:: What you will do ::
Nothing but the lines from the top of the data to the line holding "positive clicks: (390, 697)" should be printed, word for word and both ends included; leave the pictures out.
++++
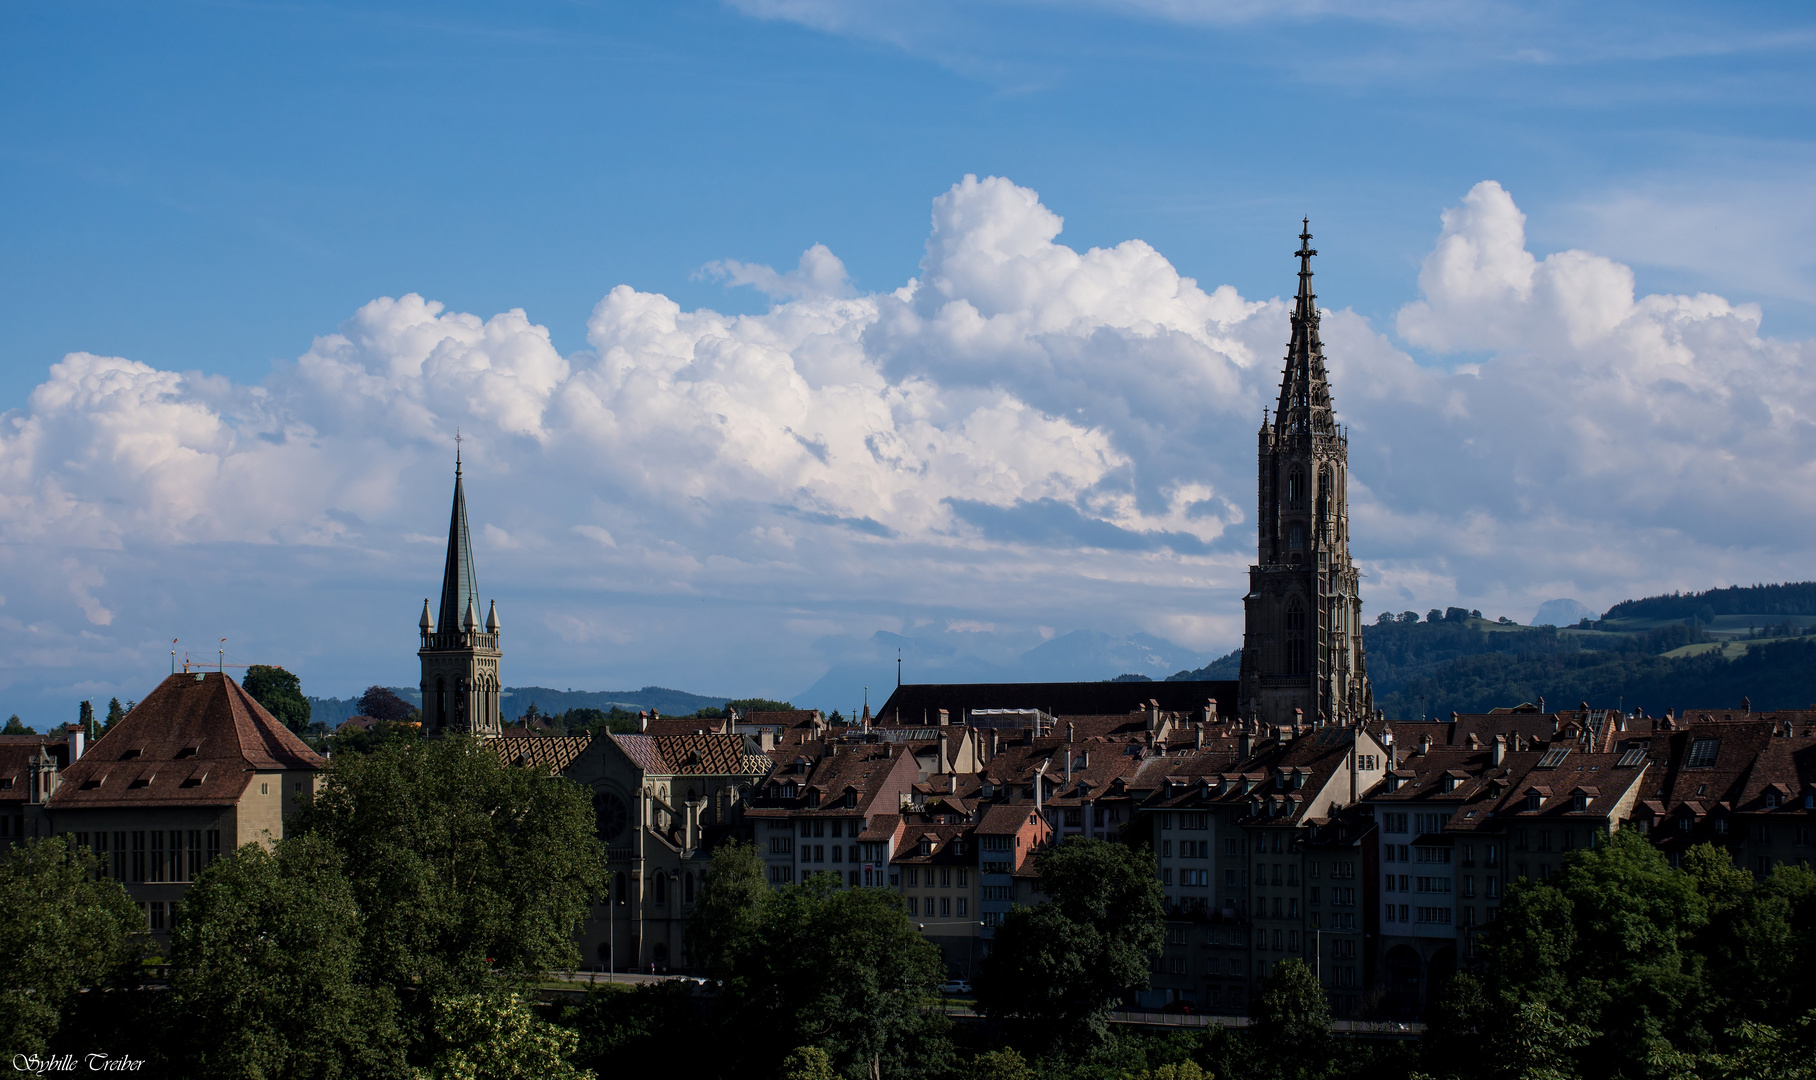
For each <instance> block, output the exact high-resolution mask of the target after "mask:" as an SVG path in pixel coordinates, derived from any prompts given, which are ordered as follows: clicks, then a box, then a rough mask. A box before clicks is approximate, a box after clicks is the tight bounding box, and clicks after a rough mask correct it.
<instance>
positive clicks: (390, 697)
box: [360, 686, 416, 721]
mask: <svg viewBox="0 0 1816 1080" xmlns="http://www.w3.org/2000/svg"><path fill="white" fill-rule="evenodd" d="M414 712H416V706H412V704H410V702H407V701H403V699H401V697H398V692H394V690H390V688H389V686H367V688H365V693H361V695H360V715H361V717H372V719H374V721H409V719H410V713H414Z"/></svg>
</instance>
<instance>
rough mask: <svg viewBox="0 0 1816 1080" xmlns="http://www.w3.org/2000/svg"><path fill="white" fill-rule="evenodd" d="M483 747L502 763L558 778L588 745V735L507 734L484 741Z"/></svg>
mask: <svg viewBox="0 0 1816 1080" xmlns="http://www.w3.org/2000/svg"><path fill="white" fill-rule="evenodd" d="M485 744H487V746H489V748H490V750H492V753H496V755H498V759H499V761H503V762H505V764H516V766H525V768H536V770H545V771H547V773H548V775H559V773H561V770H565V768H567V766H570V764H574V759H576V757H579V755H581V753H585V751H587V748H588V746H592V735H510V733H508V731H507V737H505V739H487V741H485Z"/></svg>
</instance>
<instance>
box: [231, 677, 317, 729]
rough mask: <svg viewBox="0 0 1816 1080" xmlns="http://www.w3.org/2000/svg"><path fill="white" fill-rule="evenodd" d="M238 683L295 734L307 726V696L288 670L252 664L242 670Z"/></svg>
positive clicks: (259, 703) (308, 701)
mask: <svg viewBox="0 0 1816 1080" xmlns="http://www.w3.org/2000/svg"><path fill="white" fill-rule="evenodd" d="M240 686H242V688H245V692H247V693H251V695H252V701H256V702H258V704H262V706H265V712H267V713H271V715H272V717H274V719H276V721H278V722H280V724H283V726H285V728H289V730H292V731H296V733H301V731H305V730H307V728H309V699H307V697H303V684H301V681H300V679H298V677H296V675H292V673H291V672H285V670H283V668H274V666H271V664H252V666H251V668H247V670H245V682H242V684H240Z"/></svg>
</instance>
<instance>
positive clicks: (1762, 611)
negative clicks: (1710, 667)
mask: <svg viewBox="0 0 1816 1080" xmlns="http://www.w3.org/2000/svg"><path fill="white" fill-rule="evenodd" d="M1718 615H1816V581H1798V583H1785V584H1745V586H1742V584H1731V586H1727V588H1711V590H1709V592H1682V594H1678V592H1674V594H1671V595H1651V597H1645V599H1638V601H1622V603H1618V604H1614V606H1613V608H1609V610H1607V612H1605V614H1604V615H1602V619H1696V621H1700V623H1714V621H1716V617H1718Z"/></svg>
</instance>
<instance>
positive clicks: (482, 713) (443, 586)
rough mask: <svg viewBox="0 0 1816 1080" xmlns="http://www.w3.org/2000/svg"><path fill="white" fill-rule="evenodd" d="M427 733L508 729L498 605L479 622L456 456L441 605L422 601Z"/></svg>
mask: <svg viewBox="0 0 1816 1080" xmlns="http://www.w3.org/2000/svg"><path fill="white" fill-rule="evenodd" d="M418 626H419V628H421V632H423V648H421V650H418V653H416V655H418V657H419V659H421V661H423V733H425V735H481V737H494V735H501V733H503V730H505V724H503V721H501V719H499V712H498V704H499V702H498V692H499V686H501V682H499V681H498V661H499V657H501V655H503V653H499V652H498V603H496V601H494V603H492V604H490V606H489V610H487V615H485V624H483V626H481V624H479V586H478V583H476V579H474V572H472V537H470V535H469V530H467V492H465V490H463V485H461V476H459V454H458V452H456V454H454V515H452V521H449V561H447V566H445V570H443V572H441V606H439V608H438V610H436V612H434V614H432V612H430V608H429V601H427V599H425V601H423V617H421V621H419V623H418Z"/></svg>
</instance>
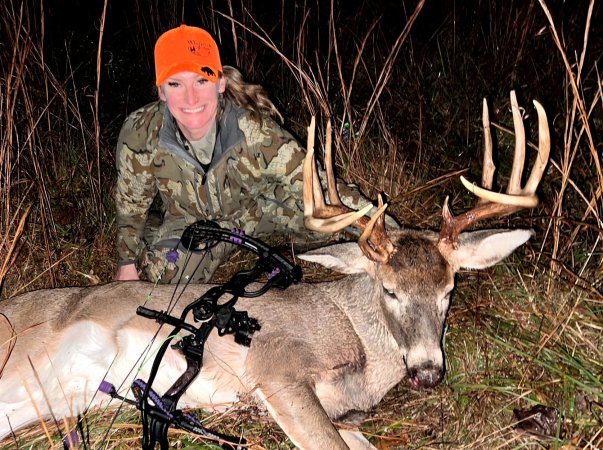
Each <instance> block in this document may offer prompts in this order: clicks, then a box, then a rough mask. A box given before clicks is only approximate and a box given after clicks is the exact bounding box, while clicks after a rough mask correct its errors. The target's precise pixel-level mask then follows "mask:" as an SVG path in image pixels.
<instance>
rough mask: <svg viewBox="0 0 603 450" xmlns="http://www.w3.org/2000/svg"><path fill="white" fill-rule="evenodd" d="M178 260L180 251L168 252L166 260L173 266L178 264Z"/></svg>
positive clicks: (177, 250)
mask: <svg viewBox="0 0 603 450" xmlns="http://www.w3.org/2000/svg"><path fill="white" fill-rule="evenodd" d="M178 258H180V255H178V250H176V249H170V250H168V252H167V255H165V259H167V261H168V262H170V263H172V264H176V261H178Z"/></svg>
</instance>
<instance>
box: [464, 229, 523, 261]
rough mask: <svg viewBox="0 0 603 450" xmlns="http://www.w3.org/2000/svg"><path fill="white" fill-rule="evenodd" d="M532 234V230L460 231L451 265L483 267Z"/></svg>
mask: <svg viewBox="0 0 603 450" xmlns="http://www.w3.org/2000/svg"><path fill="white" fill-rule="evenodd" d="M533 235H534V231H533V230H479V231H472V232H467V233H461V235H460V236H459V239H458V247H457V248H456V249H455V250H454V251H453V253H452V258H453V265H454V266H455V267H463V268H465V269H485V268H486V267H490V266H493V265H494V264H496V263H498V262H500V261H502V260H503V259H505V258H506V257H507V256H509V255H510V254H511V253H512V252H513V251H514V250H515V249H516V248H517V247H519V246H520V245H523V244H524V243H525V242H526V241H527V240H528V239H530V237H532V236H533Z"/></svg>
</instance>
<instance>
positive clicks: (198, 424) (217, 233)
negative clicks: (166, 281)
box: [101, 221, 302, 450]
mask: <svg viewBox="0 0 603 450" xmlns="http://www.w3.org/2000/svg"><path fill="white" fill-rule="evenodd" d="M219 241H222V242H228V243H231V244H234V245H238V246H240V247H242V248H245V249H247V250H249V251H251V252H253V253H255V254H256V255H257V256H258V260H257V261H256V264H255V266H254V267H253V268H252V269H250V270H243V271H240V272H237V273H236V274H234V275H233V276H232V277H231V278H230V280H228V281H227V282H226V283H224V284H222V285H217V286H214V287H212V288H211V289H209V290H208V291H207V292H206V293H205V294H203V295H202V296H201V297H199V298H198V299H196V300H195V301H193V302H192V303H190V304H189V305H188V306H186V307H185V308H184V310H183V311H182V314H181V315H180V317H175V316H171V315H169V314H168V313H167V312H163V311H155V310H152V309H149V308H145V307H144V306H140V307H138V309H137V310H136V313H137V314H138V315H140V316H142V317H146V318H149V319H153V320H155V321H156V322H158V323H160V324H168V325H171V326H173V327H174V330H173V331H172V332H171V333H170V335H171V336H175V335H177V334H178V333H180V332H181V331H186V332H188V333H189V334H187V335H186V336H184V337H183V338H182V339H180V341H178V343H176V344H175V345H174V346H173V347H174V348H176V349H178V350H179V351H180V352H181V353H182V354H183V355H184V357H185V359H186V363H187V368H186V370H185V372H184V373H183V374H182V375H181V376H180V377H179V378H178V379H177V380H176V382H175V383H174V384H173V385H172V387H170V388H169V389H168V390H167V391H166V393H165V394H164V395H163V396H159V395H158V394H157V393H156V392H154V391H153V389H152V388H151V386H152V384H153V381H154V379H155V377H156V375H157V371H158V369H159V366H160V363H161V360H162V358H163V356H164V354H165V352H166V350H167V348H168V346H169V340H168V341H166V342H164V343H163V344H162V345H161V347H160V349H159V351H158V352H157V355H156V357H155V360H154V362H153V366H152V368H151V373H150V375H149V380H148V382H146V383H145V382H144V381H142V380H136V381H135V382H134V383H133V384H132V391H133V393H134V397H135V398H136V401H135V402H132V401H131V400H128V399H125V398H123V397H121V396H119V395H118V394H117V392H116V390H115V389H114V388H113V389H111V388H105V389H103V388H101V390H103V391H104V392H106V393H108V394H109V395H111V396H112V397H115V398H120V399H122V400H125V401H127V403H133V404H135V405H136V407H137V408H138V409H139V410H140V413H141V416H142V425H143V443H142V448H143V450H153V449H155V446H156V444H157V443H159V445H160V448H161V450H167V449H168V448H169V442H168V439H167V434H168V429H169V427H170V426H175V427H178V428H182V429H185V430H187V431H190V432H193V433H196V434H199V435H202V436H205V437H208V438H211V439H216V440H219V441H220V442H221V443H222V444H221V446H222V448H225V449H231V450H232V449H242V447H241V445H243V444H245V440H244V439H243V438H236V437H234V436H227V435H224V434H220V433H216V432H213V431H210V430H208V429H207V428H205V427H204V426H203V425H202V424H201V423H200V422H199V421H198V420H197V419H196V418H194V417H193V416H192V415H190V414H185V413H183V412H182V411H181V410H179V409H177V404H178V400H179V399H180V397H181V396H182V395H183V394H184V393H185V392H186V389H187V388H188V386H190V384H191V383H192V382H193V381H194V380H195V378H196V377H197V375H198V374H199V372H200V371H201V368H202V365H203V349H204V345H205V342H206V341H207V338H208V337H209V335H210V334H211V332H212V330H213V329H214V328H215V329H216V330H217V332H218V335H219V336H224V335H226V334H233V335H234V338H235V342H237V343H238V344H240V345H244V346H249V345H250V343H251V339H252V336H253V334H254V333H255V332H256V331H258V330H259V329H260V324H259V323H258V322H257V320H256V319H254V318H253V317H249V316H248V314H247V312H246V311H237V310H236V309H235V304H236V302H237V300H238V298H239V297H258V296H260V295H262V294H264V293H265V292H267V291H268V290H269V289H272V288H277V289H286V288H287V287H288V286H290V285H291V284H293V283H297V282H298V281H299V280H301V277H302V271H301V268H300V267H299V266H297V265H294V264H292V263H291V262H290V261H289V260H288V259H287V258H285V257H284V256H282V255H281V254H280V253H279V252H278V251H277V250H275V249H274V248H272V247H270V246H268V245H267V244H265V243H264V242H262V241H260V240H257V239H254V238H251V237H249V236H246V235H245V233H244V232H242V231H241V230H236V229H235V230H226V229H224V228H221V227H219V226H218V225H217V224H216V223H214V222H210V221H199V222H196V223H194V224H192V225H190V226H188V227H187V228H186V230H184V233H183V234H182V238H181V244H182V245H183V246H184V247H185V248H186V249H188V250H197V249H201V250H202V249H208V248H211V247H212V246H214V245H215V244H216V243H217V242H219ZM262 274H265V275H266V278H267V281H266V282H265V283H264V284H262V285H260V287H259V288H257V289H256V290H247V288H248V286H249V285H250V284H251V283H253V282H255V281H257V279H258V278H259V277H260V276H261V275H262ZM224 295H228V296H230V298H229V299H228V300H226V301H224V302H222V303H220V300H221V299H222V297H223V296H224ZM189 313H192V315H193V320H194V322H196V323H199V322H200V325H198V326H197V325H196V324H191V323H189V322H187V321H186V319H187V316H188V315H189ZM103 383H106V382H103ZM101 386H102V384H101Z"/></svg>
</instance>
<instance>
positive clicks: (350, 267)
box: [0, 230, 532, 450]
mask: <svg viewBox="0 0 603 450" xmlns="http://www.w3.org/2000/svg"><path fill="white" fill-rule="evenodd" d="M531 234H532V233H531V231H526V230H515V231H508V230H505V231H492V230H490V231H477V232H471V233H463V234H462V235H461V237H460V238H459V241H458V248H456V249H455V250H453V252H452V254H451V255H445V256H442V255H441V254H440V253H439V251H438V250H437V246H436V242H437V234H435V233H431V232H425V231H413V230H396V231H393V232H391V236H392V241H393V242H394V244H395V245H396V246H397V248H398V252H397V253H396V255H394V258H393V259H392V261H391V262H390V264H389V265H383V264H380V263H375V262H373V261H370V260H368V259H367V258H365V257H364V255H363V254H362V252H361V251H360V249H359V248H358V246H357V245H356V244H354V243H347V244H338V245H333V246H330V247H325V248H322V249H318V250H315V251H312V252H309V253H307V254H304V255H302V256H300V258H302V259H305V260H308V261H314V262H317V263H319V264H322V265H324V266H326V267H330V268H333V269H335V270H337V271H339V272H343V273H347V274H350V275H349V276H347V277H345V278H343V279H341V280H338V281H332V282H324V283H318V284H305V283H300V284H298V285H294V286H291V287H290V288H289V289H287V290H286V291H270V292H269V293H267V294H265V295H264V296H262V297H260V298H255V299H245V298H241V299H240V300H239V302H238V303H237V309H238V310H246V311H248V312H249V315H250V316H251V317H255V318H257V319H258V320H259V322H260V324H261V327H262V328H261V330H260V331H258V332H256V333H255V335H254V336H253V339H252V342H251V346H250V347H249V348H247V347H243V346H241V345H238V344H236V343H235V342H234V340H233V338H232V337H231V336H224V337H219V336H217V335H216V334H213V335H212V336H211V337H210V338H209V340H208V342H207V345H206V350H205V358H204V361H203V370H202V372H201V374H200V375H199V377H198V378H197V379H196V380H195V381H194V383H193V384H192V385H191V386H190V387H189V389H188V391H187V392H186V394H185V395H184V396H183V397H182V399H181V402H180V404H179V406H180V407H183V406H189V407H202V408H206V409H210V410H211V409H216V408H217V409H219V408H225V407H228V406H229V405H231V404H233V403H236V402H237V401H238V400H239V399H241V398H243V397H246V398H255V399H256V400H257V401H258V402H259V403H260V404H263V405H264V406H265V408H266V409H267V411H268V412H269V413H270V414H271V415H272V417H273V418H274V419H275V420H276V422H277V423H278V424H279V425H280V427H281V428H282V429H283V430H284V432H285V433H286V434H287V435H288V436H289V438H290V439H291V441H292V442H293V443H294V444H295V445H296V446H297V447H299V448H301V449H306V450H310V449H316V450H318V449H320V450H324V449H348V448H350V449H368V448H373V449H374V447H373V446H372V445H371V444H370V443H369V442H368V441H367V440H366V439H365V438H364V437H363V436H362V435H361V434H360V433H358V432H353V431H349V430H337V429H336V428H335V427H334V426H333V425H332V422H331V419H335V418H338V417H341V416H343V415H344V414H345V413H347V412H349V411H352V410H356V411H366V410H369V409H370V408H372V407H374V406H375V405H376V404H377V403H378V402H379V401H380V400H381V399H382V398H383V396H384V395H385V394H386V393H387V392H388V390H390V389H391V388H392V387H393V386H395V385H396V384H397V383H399V382H400V381H401V380H402V379H403V378H404V377H405V376H407V375H408V374H409V373H411V372H412V371H413V370H414V369H415V368H425V367H428V368H432V369H426V370H431V372H434V371H435V375H433V377H432V378H433V379H434V384H435V382H437V381H439V378H438V371H440V372H441V373H443V359H444V358H443V350H442V344H441V343H442V337H443V330H444V322H445V317H446V313H447V309H448V304H449V296H450V292H451V290H452V288H453V286H454V274H455V272H456V271H457V270H458V269H459V268H461V267H465V268H484V267H488V266H491V265H493V264H495V263H497V262H498V261H500V260H502V259H503V258H505V257H506V256H507V255H509V254H510V253H511V252H512V251H513V250H514V249H515V248H517V247H518V246H520V245H522V244H523V243H524V242H525V241H527V240H528V239H529V237H530V236H531ZM405 246H406V247H405ZM434 264H435V267H434ZM209 287H210V286H208V285H190V286H188V287H187V288H186V289H185V290H184V292H183V293H182V298H181V299H180V300H179V304H178V305H179V306H178V308H177V310H176V311H175V312H174V314H175V315H179V312H180V310H181V308H182V307H183V306H185V305H187V304H188V303H189V302H191V301H193V300H194V299H196V298H198V297H199V296H201V295H202V294H203V293H204V292H205V291H206V290H207V289H208V288H209ZM173 291H174V286H169V285H163V286H158V287H157V288H153V287H152V285H150V284H148V283H142V282H116V283H111V284H107V285H105V286H98V287H87V288H77V287H74V288H65V289H50V290H41V291H35V292H30V293H28V294H24V295H21V296H19V297H16V298H12V299H9V300H5V301H2V302H0V312H1V313H2V314H3V315H4V316H5V318H6V319H8V321H9V322H10V324H11V326H12V327H13V328H14V333H13V332H12V331H11V330H10V329H9V327H8V326H5V325H3V324H2V322H1V321H0V345H2V347H1V350H0V362H1V361H3V360H4V358H3V355H4V354H7V355H8V361H7V362H6V365H5V367H4V369H3V371H2V372H1V378H0V386H1V390H0V437H7V436H8V435H9V434H10V433H11V430H17V429H19V428H21V427H23V426H25V425H28V424H32V423H35V422H38V421H39V417H38V414H37V413H36V409H37V410H39V411H40V414H41V416H42V417H43V418H45V419H47V418H48V417H50V416H51V414H53V415H54V416H55V417H57V418H60V417H63V416H74V415H76V414H78V413H80V412H82V411H84V410H85V409H86V408H89V407H91V406H98V405H105V404H107V403H108V402H109V401H110V397H109V396H107V395H105V394H102V393H100V392H97V388H98V386H99V383H100V382H101V381H102V380H103V379H106V380H107V381H109V382H111V383H113V384H115V385H116V386H119V387H120V389H119V390H120V393H122V394H123V395H126V393H127V392H128V391H129V384H130V383H131V382H132V381H133V379H134V378H142V379H143V380H144V379H146V378H147V377H148V371H149V368H150V365H151V362H150V361H146V362H141V361H140V360H139V358H140V356H141V355H142V354H146V353H145V347H146V346H147V345H148V344H149V342H151V340H152V337H153V334H154V333H155V332H156V330H157V328H158V324H156V323H155V322H153V321H152V320H149V319H145V318H141V317H139V316H137V315H136V312H135V311H136V307H137V306H138V305H141V304H143V303H144V302H145V297H146V296H147V295H148V294H149V293H151V299H150V301H149V302H148V303H147V304H146V306H147V307H149V308H153V309H157V310H165V309H166V308H167V305H168V303H169V301H170V299H171V297H172V295H173ZM411 325H412V326H411ZM410 330H414V331H412V332H410ZM169 331H171V327H169V326H164V327H163V329H162V332H161V333H160V335H159V338H157V339H156V340H155V341H154V342H155V344H154V345H155V347H158V346H159V345H160V343H161V340H162V339H164V338H165V336H166V333H168V332H169ZM152 354H153V351H151V353H150V355H152ZM147 355H148V354H147ZM147 357H148V356H147ZM141 364H142V369H141V373H138V374H135V373H134V371H133V370H132V369H134V368H136V367H138V366H139V365H141ZM185 366H186V364H185V362H184V359H183V357H182V356H181V355H180V354H179V353H178V352H177V351H175V350H172V349H170V350H169V351H168V353H167V355H166V357H165V358H164V360H163V363H162V366H161V368H160V370H159V374H158V377H157V379H156V381H155V383H154V385H153V388H154V389H155V390H156V391H158V392H159V393H163V392H164V391H165V390H166V389H167V388H168V387H169V386H171V384H172V383H173V382H174V381H175V380H176V378H177V377H178V376H179V375H180V374H181V373H182V372H183V370H184V368H185ZM433 368H435V369H433ZM412 373H414V372H412ZM417 377H419V376H418V375H417ZM434 377H435V378H434ZM428 379H429V378H428ZM417 380H419V381H417ZM411 382H413V383H415V384H417V383H419V384H420V383H421V381H420V379H419V378H414V379H412V380H411ZM113 402H116V400H113ZM34 404H35V408H34ZM51 428H52V426H51ZM63 432H64V430H63ZM8 439H11V438H8ZM6 442H10V441H6Z"/></svg>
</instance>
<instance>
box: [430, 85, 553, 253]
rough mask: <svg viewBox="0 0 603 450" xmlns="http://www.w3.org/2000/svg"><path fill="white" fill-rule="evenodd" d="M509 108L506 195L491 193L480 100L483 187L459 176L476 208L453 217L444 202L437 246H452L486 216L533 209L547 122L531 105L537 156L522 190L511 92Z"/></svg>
++++
:: Problem solution ::
For each <instance> block, output the exact high-resolution mask of the target after "mask:" as an SVG path in pixel coordinates, derived from any prompts given, which are ordered as follows: clicks, then a box, then a rough mask. A box before clicks is approximate, a box after clicks is the tight bounding box, and clicks after a rough mask correct it.
<instance>
positive clicks: (390, 697)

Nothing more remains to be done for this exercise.